• DATA SUPPLIED:
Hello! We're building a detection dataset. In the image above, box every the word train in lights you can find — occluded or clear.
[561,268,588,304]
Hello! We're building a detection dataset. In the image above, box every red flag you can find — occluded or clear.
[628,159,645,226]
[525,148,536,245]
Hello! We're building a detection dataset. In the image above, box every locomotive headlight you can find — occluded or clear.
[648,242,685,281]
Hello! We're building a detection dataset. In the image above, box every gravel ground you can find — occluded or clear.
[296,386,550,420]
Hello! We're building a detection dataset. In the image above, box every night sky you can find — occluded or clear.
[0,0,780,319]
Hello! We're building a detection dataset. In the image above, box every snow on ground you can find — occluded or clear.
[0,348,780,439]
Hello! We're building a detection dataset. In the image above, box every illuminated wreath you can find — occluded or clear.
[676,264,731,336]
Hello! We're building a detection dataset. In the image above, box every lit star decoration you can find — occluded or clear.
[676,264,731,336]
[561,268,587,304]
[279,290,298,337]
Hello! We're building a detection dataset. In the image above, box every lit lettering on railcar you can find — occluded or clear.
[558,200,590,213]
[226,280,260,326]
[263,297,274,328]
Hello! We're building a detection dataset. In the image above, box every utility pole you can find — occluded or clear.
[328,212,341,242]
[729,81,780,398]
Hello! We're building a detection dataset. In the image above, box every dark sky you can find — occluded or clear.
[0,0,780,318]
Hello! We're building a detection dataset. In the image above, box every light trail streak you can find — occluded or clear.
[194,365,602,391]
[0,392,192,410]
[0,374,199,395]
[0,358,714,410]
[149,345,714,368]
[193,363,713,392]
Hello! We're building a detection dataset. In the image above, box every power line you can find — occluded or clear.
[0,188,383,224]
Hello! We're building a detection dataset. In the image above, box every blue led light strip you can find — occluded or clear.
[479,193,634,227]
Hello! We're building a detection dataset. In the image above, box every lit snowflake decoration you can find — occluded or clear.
---
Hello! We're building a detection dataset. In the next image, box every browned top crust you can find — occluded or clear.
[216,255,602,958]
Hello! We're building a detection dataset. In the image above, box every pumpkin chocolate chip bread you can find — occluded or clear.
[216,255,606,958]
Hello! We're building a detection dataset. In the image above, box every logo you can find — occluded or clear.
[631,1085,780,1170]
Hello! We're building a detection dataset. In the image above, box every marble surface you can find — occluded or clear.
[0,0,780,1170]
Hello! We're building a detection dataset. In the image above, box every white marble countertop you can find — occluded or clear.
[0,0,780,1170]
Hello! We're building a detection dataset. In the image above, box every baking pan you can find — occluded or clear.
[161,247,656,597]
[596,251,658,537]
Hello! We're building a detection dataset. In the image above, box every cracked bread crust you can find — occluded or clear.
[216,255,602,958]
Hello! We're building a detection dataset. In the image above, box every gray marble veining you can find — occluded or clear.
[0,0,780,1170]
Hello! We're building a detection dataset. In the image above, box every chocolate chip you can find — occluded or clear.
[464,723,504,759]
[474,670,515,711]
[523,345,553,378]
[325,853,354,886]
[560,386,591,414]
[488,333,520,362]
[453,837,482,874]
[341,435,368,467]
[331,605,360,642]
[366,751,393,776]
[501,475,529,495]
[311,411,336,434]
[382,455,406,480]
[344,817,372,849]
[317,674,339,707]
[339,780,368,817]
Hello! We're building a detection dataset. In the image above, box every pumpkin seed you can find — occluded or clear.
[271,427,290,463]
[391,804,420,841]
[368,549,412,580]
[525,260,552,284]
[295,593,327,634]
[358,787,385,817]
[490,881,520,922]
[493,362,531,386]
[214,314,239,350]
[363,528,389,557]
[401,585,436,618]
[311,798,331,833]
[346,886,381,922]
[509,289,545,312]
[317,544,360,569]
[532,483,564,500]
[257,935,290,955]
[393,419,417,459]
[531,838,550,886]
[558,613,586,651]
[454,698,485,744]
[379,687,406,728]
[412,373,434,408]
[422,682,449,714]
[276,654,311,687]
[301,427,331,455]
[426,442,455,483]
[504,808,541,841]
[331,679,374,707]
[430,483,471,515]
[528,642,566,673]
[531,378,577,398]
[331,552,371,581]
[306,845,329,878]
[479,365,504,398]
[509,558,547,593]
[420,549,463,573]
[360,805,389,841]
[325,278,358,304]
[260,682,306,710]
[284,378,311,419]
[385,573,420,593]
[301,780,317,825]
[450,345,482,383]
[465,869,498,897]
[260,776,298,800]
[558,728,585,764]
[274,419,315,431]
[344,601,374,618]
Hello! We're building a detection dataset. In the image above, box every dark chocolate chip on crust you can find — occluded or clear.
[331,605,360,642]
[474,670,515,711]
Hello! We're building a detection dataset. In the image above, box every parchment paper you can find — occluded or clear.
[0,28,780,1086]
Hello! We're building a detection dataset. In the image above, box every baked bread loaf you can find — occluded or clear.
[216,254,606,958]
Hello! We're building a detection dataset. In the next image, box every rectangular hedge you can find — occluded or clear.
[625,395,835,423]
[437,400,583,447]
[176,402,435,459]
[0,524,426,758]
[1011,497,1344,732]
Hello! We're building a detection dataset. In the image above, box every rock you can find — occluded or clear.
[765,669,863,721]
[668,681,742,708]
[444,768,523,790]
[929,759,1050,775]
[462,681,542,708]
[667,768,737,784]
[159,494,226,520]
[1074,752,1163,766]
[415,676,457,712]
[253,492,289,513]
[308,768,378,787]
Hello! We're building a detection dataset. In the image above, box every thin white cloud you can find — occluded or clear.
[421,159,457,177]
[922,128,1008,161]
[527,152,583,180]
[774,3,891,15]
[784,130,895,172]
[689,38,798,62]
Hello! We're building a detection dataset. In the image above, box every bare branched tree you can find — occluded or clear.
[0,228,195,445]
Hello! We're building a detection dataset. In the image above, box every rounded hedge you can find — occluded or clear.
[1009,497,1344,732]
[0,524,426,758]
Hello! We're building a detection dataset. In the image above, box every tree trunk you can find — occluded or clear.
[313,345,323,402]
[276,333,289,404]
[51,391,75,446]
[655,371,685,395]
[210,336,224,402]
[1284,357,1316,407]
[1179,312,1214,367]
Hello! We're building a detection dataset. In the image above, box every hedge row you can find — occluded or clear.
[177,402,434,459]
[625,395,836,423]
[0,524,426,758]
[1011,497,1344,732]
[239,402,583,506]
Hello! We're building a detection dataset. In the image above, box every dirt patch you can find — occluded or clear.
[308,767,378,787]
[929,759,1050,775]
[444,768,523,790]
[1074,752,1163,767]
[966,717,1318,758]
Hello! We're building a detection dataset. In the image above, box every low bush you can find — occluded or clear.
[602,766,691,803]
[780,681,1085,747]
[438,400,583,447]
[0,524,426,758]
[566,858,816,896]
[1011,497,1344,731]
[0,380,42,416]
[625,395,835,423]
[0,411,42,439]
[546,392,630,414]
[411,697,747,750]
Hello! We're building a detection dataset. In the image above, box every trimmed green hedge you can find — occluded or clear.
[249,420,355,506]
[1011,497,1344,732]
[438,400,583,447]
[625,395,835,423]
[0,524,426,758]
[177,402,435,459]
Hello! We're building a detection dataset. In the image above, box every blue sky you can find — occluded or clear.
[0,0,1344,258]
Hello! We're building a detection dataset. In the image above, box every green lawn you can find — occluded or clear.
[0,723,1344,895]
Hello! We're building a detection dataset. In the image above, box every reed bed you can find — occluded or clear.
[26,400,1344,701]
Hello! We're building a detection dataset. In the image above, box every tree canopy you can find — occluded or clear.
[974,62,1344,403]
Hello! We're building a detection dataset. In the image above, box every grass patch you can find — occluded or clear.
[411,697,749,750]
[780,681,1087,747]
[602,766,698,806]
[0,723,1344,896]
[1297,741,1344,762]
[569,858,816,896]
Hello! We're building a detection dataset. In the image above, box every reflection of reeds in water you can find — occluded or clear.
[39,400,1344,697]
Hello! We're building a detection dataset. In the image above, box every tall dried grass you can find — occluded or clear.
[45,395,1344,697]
==
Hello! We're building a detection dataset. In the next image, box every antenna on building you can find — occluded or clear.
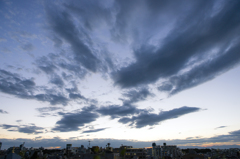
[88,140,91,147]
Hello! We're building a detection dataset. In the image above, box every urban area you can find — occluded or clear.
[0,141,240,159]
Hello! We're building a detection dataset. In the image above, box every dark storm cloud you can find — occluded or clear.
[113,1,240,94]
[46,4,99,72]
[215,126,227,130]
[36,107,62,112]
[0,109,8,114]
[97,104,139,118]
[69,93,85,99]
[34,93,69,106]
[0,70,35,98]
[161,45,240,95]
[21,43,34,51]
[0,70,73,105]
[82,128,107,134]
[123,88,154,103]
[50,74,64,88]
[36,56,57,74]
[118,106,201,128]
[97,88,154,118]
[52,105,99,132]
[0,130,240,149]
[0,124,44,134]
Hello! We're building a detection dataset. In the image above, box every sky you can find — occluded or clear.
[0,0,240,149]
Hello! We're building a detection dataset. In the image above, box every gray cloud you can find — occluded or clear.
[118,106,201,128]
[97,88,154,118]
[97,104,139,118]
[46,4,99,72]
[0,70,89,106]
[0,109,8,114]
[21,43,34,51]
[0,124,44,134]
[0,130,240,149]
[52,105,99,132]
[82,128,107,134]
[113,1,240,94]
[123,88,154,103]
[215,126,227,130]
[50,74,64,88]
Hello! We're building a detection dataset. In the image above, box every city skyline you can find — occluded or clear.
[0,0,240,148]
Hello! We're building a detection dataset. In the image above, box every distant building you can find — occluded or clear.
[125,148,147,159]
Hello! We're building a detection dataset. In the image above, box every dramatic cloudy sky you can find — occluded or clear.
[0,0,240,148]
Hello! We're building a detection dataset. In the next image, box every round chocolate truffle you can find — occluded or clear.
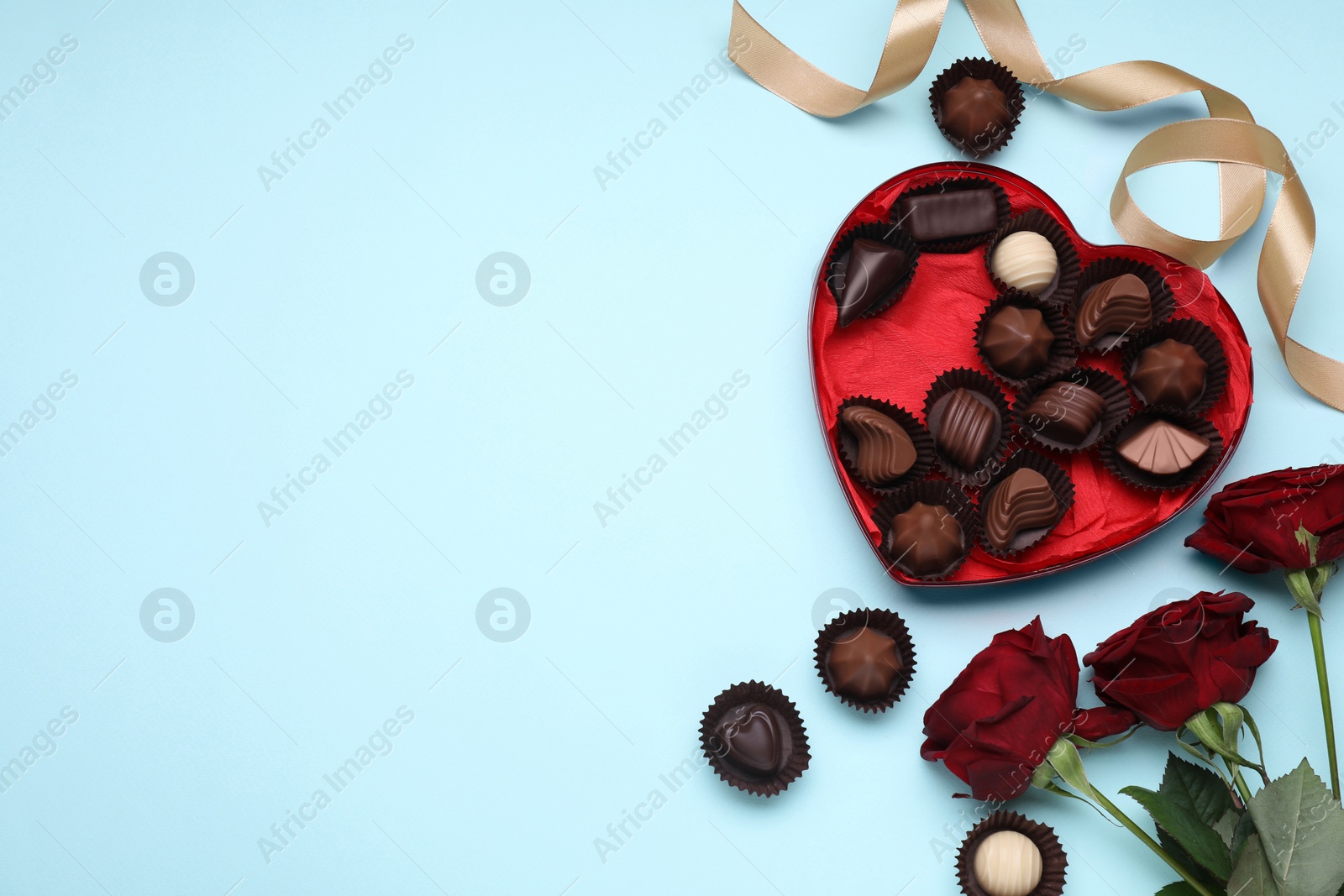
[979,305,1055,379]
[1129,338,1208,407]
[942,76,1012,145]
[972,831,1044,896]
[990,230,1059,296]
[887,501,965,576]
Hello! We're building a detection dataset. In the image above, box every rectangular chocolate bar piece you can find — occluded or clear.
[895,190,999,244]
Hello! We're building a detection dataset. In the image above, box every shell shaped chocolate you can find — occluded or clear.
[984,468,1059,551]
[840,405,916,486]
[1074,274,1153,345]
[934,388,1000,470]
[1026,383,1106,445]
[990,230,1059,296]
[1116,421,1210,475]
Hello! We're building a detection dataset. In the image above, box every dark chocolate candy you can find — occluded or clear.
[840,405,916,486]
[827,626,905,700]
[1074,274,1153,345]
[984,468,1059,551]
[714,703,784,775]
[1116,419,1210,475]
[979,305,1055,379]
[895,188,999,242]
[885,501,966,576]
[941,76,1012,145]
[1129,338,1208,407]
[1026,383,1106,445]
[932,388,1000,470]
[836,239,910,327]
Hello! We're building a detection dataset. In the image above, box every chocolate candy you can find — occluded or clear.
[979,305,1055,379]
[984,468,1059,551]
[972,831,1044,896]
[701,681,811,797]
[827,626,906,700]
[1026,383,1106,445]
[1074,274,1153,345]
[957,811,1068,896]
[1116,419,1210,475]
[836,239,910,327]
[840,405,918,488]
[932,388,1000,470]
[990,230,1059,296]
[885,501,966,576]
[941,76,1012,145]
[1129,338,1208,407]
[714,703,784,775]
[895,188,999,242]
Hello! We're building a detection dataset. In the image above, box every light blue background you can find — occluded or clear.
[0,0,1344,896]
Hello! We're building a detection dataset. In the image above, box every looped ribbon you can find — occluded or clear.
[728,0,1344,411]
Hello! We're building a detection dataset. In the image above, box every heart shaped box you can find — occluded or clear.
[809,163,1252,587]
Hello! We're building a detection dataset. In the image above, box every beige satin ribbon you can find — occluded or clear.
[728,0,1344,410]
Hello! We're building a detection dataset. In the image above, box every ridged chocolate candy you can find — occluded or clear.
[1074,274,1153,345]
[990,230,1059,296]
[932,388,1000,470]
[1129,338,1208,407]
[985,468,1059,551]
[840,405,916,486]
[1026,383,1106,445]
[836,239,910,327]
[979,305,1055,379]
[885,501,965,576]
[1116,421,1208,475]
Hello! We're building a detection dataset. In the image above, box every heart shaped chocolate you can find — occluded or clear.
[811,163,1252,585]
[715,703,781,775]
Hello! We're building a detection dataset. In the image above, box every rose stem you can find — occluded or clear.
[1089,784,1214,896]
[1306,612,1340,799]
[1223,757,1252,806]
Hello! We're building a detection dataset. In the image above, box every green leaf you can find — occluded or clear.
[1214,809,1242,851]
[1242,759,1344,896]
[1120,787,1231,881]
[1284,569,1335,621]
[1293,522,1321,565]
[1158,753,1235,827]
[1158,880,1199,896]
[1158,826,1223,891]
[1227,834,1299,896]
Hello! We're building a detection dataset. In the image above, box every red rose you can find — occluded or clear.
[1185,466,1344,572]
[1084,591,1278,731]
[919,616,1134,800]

• DIRECTIVE:
Reproduce the items exactly, starting with the line that contains "seed you can find — occluded or clear." and continuing through the line that contains "[260,776,298,800]", with both of those lines included.

• OUTPUT:
Hello! We're building a detection dataset. In the image above, box every pumpkin seed you can find — occluded or clear.
[271,427,290,463]
[391,804,420,841]
[368,549,412,580]
[525,260,552,284]
[295,593,327,634]
[358,787,385,817]
[490,881,520,922]
[493,362,531,386]
[214,314,239,350]
[363,528,389,557]
[401,585,436,618]
[311,798,331,833]
[346,886,381,922]
[509,289,545,312]
[317,544,360,569]
[532,483,564,500]
[257,935,290,955]
[393,419,417,459]
[531,838,550,886]
[558,613,586,651]
[454,698,485,744]
[379,687,406,728]
[412,373,434,408]
[422,682,449,714]
[276,654,311,687]
[301,427,331,455]
[426,442,455,483]
[504,808,541,841]
[331,679,374,707]
[430,483,471,515]
[528,642,566,673]
[531,378,577,398]
[331,552,371,581]
[306,845,329,878]
[479,365,504,398]
[509,558,547,593]
[420,549,463,573]
[360,805,389,841]
[325,278,358,304]
[260,682,306,710]
[284,378,311,419]
[385,573,420,593]
[301,780,317,825]
[450,345,482,383]
[465,869,498,897]
[260,776,298,800]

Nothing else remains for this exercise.